=== Task brief ===
Update the data below by putting "Outline" in place of every "Traced" and leaving everything else unchanged. Leave the pictures out of your answer.

=== Record excerpts ===
## Begin
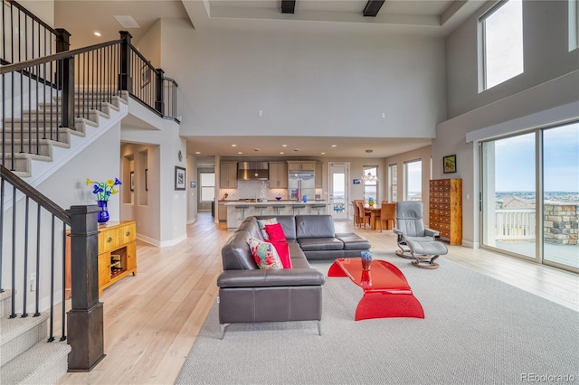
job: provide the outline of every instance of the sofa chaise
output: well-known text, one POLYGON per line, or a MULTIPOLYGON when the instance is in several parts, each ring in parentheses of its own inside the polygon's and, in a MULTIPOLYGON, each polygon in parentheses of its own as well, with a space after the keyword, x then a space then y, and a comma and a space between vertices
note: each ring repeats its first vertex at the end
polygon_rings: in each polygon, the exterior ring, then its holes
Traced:
POLYGON ((355 233, 336 234, 331 215, 248 217, 222 249, 219 286, 221 338, 234 323, 316 321, 321 335, 325 276, 308 259, 359 257, 370 242, 355 233), (276 218, 288 240, 291 268, 261 269, 248 240, 263 240, 258 219, 276 218))

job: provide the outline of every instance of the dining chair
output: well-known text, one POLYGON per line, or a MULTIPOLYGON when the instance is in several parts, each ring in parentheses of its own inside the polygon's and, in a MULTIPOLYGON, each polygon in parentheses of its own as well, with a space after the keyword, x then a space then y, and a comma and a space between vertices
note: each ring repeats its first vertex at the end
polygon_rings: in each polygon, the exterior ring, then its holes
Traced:
POLYGON ((360 211, 358 210, 358 202, 364 202, 361 199, 355 199, 352 201, 352 210, 354 211, 354 226, 360 224, 360 211))
POLYGON ((396 203, 382 202, 380 209, 380 232, 382 230, 392 230, 395 226, 396 203), (389 223, 392 222, 392 223, 389 223))

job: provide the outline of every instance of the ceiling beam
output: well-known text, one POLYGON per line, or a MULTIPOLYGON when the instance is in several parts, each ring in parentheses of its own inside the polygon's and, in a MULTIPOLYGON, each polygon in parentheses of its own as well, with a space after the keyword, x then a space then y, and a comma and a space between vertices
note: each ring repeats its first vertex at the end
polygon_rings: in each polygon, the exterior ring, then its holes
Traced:
POLYGON ((281 13, 293 14, 296 9, 296 0, 281 0, 281 13))
POLYGON ((382 8, 384 2, 384 0, 368 0, 368 3, 366 3, 364 7, 364 16, 376 17, 376 14, 378 14, 378 11, 382 8))

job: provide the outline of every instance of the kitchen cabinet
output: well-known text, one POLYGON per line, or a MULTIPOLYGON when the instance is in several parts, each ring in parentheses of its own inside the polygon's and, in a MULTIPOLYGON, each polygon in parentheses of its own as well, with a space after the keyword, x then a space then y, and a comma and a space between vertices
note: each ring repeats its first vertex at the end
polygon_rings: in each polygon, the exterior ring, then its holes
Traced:
POLYGON ((435 179, 430 183, 430 222, 451 245, 462 243, 462 180, 435 179))
POLYGON ((315 185, 317 189, 321 189, 324 187, 324 182, 322 180, 324 174, 324 164, 322 162, 316 162, 316 174, 315 177, 315 185))
POLYGON ((315 161, 288 161, 289 170, 316 170, 315 161))
POLYGON ((222 162, 219 173, 219 187, 222 189, 237 188, 237 162, 222 162))
POLYGON ((288 164, 284 162, 270 162, 270 188, 288 188, 288 164))
POLYGON ((225 206, 227 201, 219 201, 217 202, 217 220, 222 221, 227 221, 227 206, 225 206))

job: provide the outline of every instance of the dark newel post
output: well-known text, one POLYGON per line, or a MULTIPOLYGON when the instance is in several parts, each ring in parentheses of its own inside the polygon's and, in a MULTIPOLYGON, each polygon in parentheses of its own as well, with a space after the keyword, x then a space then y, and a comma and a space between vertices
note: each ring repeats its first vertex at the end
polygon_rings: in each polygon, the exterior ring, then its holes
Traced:
POLYGON ((159 111, 161 116, 165 117, 165 92, 163 89, 163 79, 165 71, 160 68, 157 70, 157 99, 155 101, 155 109, 159 111))
POLYGON ((105 357, 99 302, 99 207, 71 206, 71 309, 68 313, 69 371, 90 371, 105 357))
POLYGON ((133 37, 128 31, 120 31, 120 73, 119 74, 119 89, 133 92, 133 81, 130 78, 130 39, 133 37))
MULTIPOLYGON (((71 33, 63 28, 56 29, 56 52, 69 51, 71 33)), ((62 91, 63 127, 74 127, 74 57, 62 59, 57 63, 56 79, 62 91)))

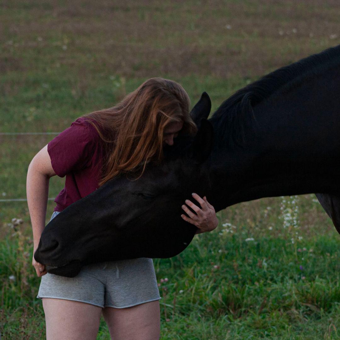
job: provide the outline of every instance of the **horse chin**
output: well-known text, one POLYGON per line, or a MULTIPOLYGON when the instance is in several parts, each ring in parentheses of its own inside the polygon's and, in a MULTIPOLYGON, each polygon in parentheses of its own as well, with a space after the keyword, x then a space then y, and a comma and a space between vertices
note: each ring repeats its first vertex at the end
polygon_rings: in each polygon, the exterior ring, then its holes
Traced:
POLYGON ((79 274, 83 266, 82 262, 76 260, 59 267, 47 265, 46 269, 47 272, 51 274, 67 277, 74 277, 79 274))

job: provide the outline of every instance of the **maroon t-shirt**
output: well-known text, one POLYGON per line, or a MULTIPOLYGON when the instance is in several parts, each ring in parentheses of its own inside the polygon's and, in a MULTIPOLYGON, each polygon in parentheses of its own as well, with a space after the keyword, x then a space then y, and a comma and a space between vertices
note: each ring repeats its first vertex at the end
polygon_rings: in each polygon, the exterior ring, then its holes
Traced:
POLYGON ((66 176, 65 187, 54 200, 54 211, 62 211, 99 187, 103 156, 100 140, 95 128, 81 118, 49 143, 53 170, 60 177, 66 176))

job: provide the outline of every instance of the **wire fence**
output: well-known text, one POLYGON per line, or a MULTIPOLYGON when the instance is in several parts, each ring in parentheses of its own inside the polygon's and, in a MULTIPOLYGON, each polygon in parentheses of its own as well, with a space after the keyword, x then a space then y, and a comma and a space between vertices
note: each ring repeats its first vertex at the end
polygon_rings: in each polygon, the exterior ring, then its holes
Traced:
MULTIPOLYGON (((47 199, 49 201, 52 201, 55 199, 55 197, 49 197, 47 199)), ((1 199, 0 202, 27 202, 27 198, 11 198, 8 200, 1 199)))
POLYGON ((0 132, 0 136, 19 135, 58 135, 60 132, 0 132))

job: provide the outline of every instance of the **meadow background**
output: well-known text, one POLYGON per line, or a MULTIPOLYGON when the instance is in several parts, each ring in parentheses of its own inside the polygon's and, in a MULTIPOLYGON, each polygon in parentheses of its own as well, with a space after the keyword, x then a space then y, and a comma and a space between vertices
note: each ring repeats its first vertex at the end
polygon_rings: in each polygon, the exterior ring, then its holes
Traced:
MULTIPOLYGON (((337 0, 2 0, 0 132, 62 131, 153 76, 180 83, 193 105, 206 91, 213 112, 261 76, 340 43, 339 13, 337 0)), ((28 165, 54 137, 0 135, 0 199, 26 198, 28 165)), ((49 197, 64 180, 51 179, 49 197)), ((218 216, 216 230, 154 261, 161 339, 340 339, 340 236, 315 196, 218 216)), ((3 339, 45 336, 32 251, 27 203, 0 201, 3 339)), ((97 339, 109 339, 103 322, 97 339)))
## End
=== Written solution ===
job: provide the outline of every instance of the sofa chaise
output: well-known text, one POLYGON per line, or a MULTIPOLYGON when the instance is in several parts, each ring in parentheses of its own inside the polygon's and, in a MULTIPOLYGON, each polygon in parentheses of its own as well, with a space after the keyword, x then a space then y, and a comma and a space between vertices
note: each ring repeats its first vertex at the end
polygon_rings: in each polygon, the exterior ring, then its holes
Outline:
POLYGON ((355 233, 336 234, 331 215, 248 217, 222 249, 219 286, 221 338, 234 323, 316 321, 321 335, 325 276, 308 259, 359 257, 370 242, 355 233), (276 218, 288 240, 291 268, 261 269, 248 240, 263 240, 258 219, 276 218))

job: provide the outline of every instance of the dining chair
output: well-known text, one POLYGON per line, or a MULTIPOLYGON when the instance is in several parts, each ring in parentheses of its own inside the polygon's and, in a MULTIPOLYGON, each polygon in parentheses of its own as well, with a space after the keyword, x then a space then y, and a comma and a space between vertices
note: each ring repeats its first vertex at the end
polygon_rings: in each polygon, the exterior ring, then its holes
Outline:
POLYGON ((360 211, 358 210, 358 202, 364 202, 361 199, 355 199, 352 201, 352 210, 354 211, 354 226, 360 224, 360 211))
POLYGON ((396 203, 382 202, 380 209, 380 232, 382 230, 392 230, 395 226, 396 203), (389 223, 392 222, 392 223, 389 223))

job: provide the outline of every instance of the ceiling beam
output: well-known text, one POLYGON per line, or a MULTIPOLYGON when the instance is in several parts, each ring in parentheses of its own inside the polygon's and, in a MULTIPOLYGON, each polygon in parentheses of its own as well, with a space after the keyword, x then a space then y, and a comma and a space between vertices
note: each ring repeats its first vertex at the end
polygon_rings: in each polygon, the exterior ring, then its holes
Outline:
POLYGON ((281 13, 293 14, 296 9, 296 0, 281 0, 281 13))
POLYGON ((382 8, 384 2, 384 0, 368 0, 368 3, 366 3, 364 7, 364 16, 376 17, 376 14, 378 14, 378 11, 382 8))

job: provide the outline of every instance of the kitchen cabinet
output: well-known text, one POLYGON per line, or a MULTIPOLYGON when the instance is in several parts, each ring in parentheses of its own inside the polygon's and, in a MULTIPOLYGON, each polygon in parentheses of its own as well, with a space after the keyword, x then a space then y, and a comma and a space between vertices
note: each ring repeats its first vertex at the end
polygon_rings: in each polygon, the exterior ring, then its holes
Outline:
POLYGON ((435 179, 430 183, 430 222, 451 245, 462 243, 462 180, 435 179))
POLYGON ((315 185, 317 189, 321 189, 324 187, 324 182, 322 180, 324 174, 324 164, 322 162, 316 162, 316 174, 315 177, 315 185))
POLYGON ((315 161, 288 161, 289 170, 316 170, 315 161))
POLYGON ((222 162, 219 173, 219 187, 222 189, 237 188, 237 162, 222 162))
POLYGON ((288 164, 284 162, 270 162, 270 188, 288 188, 288 164))
POLYGON ((225 206, 227 201, 219 201, 217 202, 217 220, 222 221, 227 221, 227 206, 225 206))

job: provide the outline of every instance of the dark newel post
output: well-known text, one POLYGON per line, or a MULTIPOLYGON when the instance is in several parts, each ring in parentheses of its own inside the polygon's and, in a MULTIPOLYGON, each polygon in parentheses of its own as well, with a space after the keyword, x then a space then y, and a comma and a space between vertices
note: each ring repeats its first vertex at the end
polygon_rings: in each polygon, the exterior ring, then its holes
Outline:
POLYGON ((159 111, 161 116, 165 117, 165 92, 163 89, 163 79, 165 71, 160 68, 157 70, 157 99, 155 101, 155 109, 159 111))
POLYGON ((105 357, 99 302, 99 207, 71 206, 71 309, 68 313, 69 371, 90 371, 105 357))
POLYGON ((133 37, 128 31, 120 31, 120 73, 119 74, 119 89, 133 92, 133 81, 130 78, 130 39, 133 37))
MULTIPOLYGON (((71 33, 63 28, 56 29, 56 52, 69 51, 71 33)), ((62 91, 63 127, 74 127, 74 57, 62 59, 57 63, 56 79, 62 91)))

job: provide the outline of every instance of the **horse chin**
output: well-known text, one POLYGON per line, or a MULTIPOLYGON when the instance is in several parts, each ring in parentheses of its own inside the polygon's and, in a MULTIPOLYGON, each polygon in parentheses of its own as well, with a space after the keyword, x then a space then y, and a comma and a space between vertices
note: each ring repeats its first vertex at the end
polygon_rings: in each polygon, the exterior ring, then its holes
Outline:
POLYGON ((79 274, 83 266, 82 262, 76 260, 59 267, 47 265, 46 269, 47 272, 51 274, 67 277, 74 277, 79 274))

job: provide the outline of every instance of the **maroon t-shirt**
output: well-known text, one POLYGON per line, or a MULTIPOLYGON when the instance is in several parts, each ring in parentheses of its own inside the polygon's and, in a MULTIPOLYGON, each polygon in parentheses of its own as well, with a space after the keyword, x then a space then y, and a comma and a space between vertices
note: each ring repeats its first vertex at the end
polygon_rings: in each polygon, the exterior ring, then its holes
Outline:
POLYGON ((66 176, 65 187, 54 200, 54 211, 62 211, 99 187, 103 156, 100 140, 95 128, 81 118, 49 143, 53 170, 60 177, 66 176))

job: provide the outline of every instance of the **wire fence**
output: well-known text, one POLYGON per line, or a MULTIPOLYGON when the instance is in several parts, each ring in parentheses of its own inside the polygon's and, in a MULTIPOLYGON, each polygon in parentheses of its own as well, with a space after the keyword, x then a space then y, and a comma and a space between vertices
note: each ring repeats its first vertex at the end
polygon_rings: in each polygon, the exterior ring, then its holes
Outline:
MULTIPOLYGON (((47 199, 49 201, 52 201, 55 199, 55 197, 49 197, 47 199)), ((1 199, 0 202, 27 202, 27 198, 11 198, 8 200, 1 199)))
POLYGON ((0 132, 0 136, 19 135, 58 135, 60 132, 0 132))

job: provide the outline of every instance of the **meadow background**
output: well-known text, one POLYGON per line, or a MULTIPOLYGON when the instance is in several parts, each ring in parentheses of its own inside the polygon's and, in a MULTIPOLYGON, each polygon in parentheses of its own as well, with a space after the keyword, x then a space then y, and a comma and a space between vertices
note: each ring repeats its first vertex at the end
polygon_rings: in each polygon, the exterior ring, then its holes
Outline:
MULTIPOLYGON (((337 0, 2 0, 0 132, 62 131, 153 76, 180 83, 193 105, 206 91, 213 112, 261 76, 340 43, 339 13, 337 0)), ((28 165, 54 137, 0 135, 0 199, 26 198, 28 165)), ((49 197, 64 180, 51 179, 49 197)), ((218 216, 216 230, 154 261, 161 339, 340 339, 340 236, 315 196, 218 216)), ((3 339, 45 336, 32 251, 27 203, 0 201, 3 339)), ((97 339, 109 339, 103 322, 97 339)))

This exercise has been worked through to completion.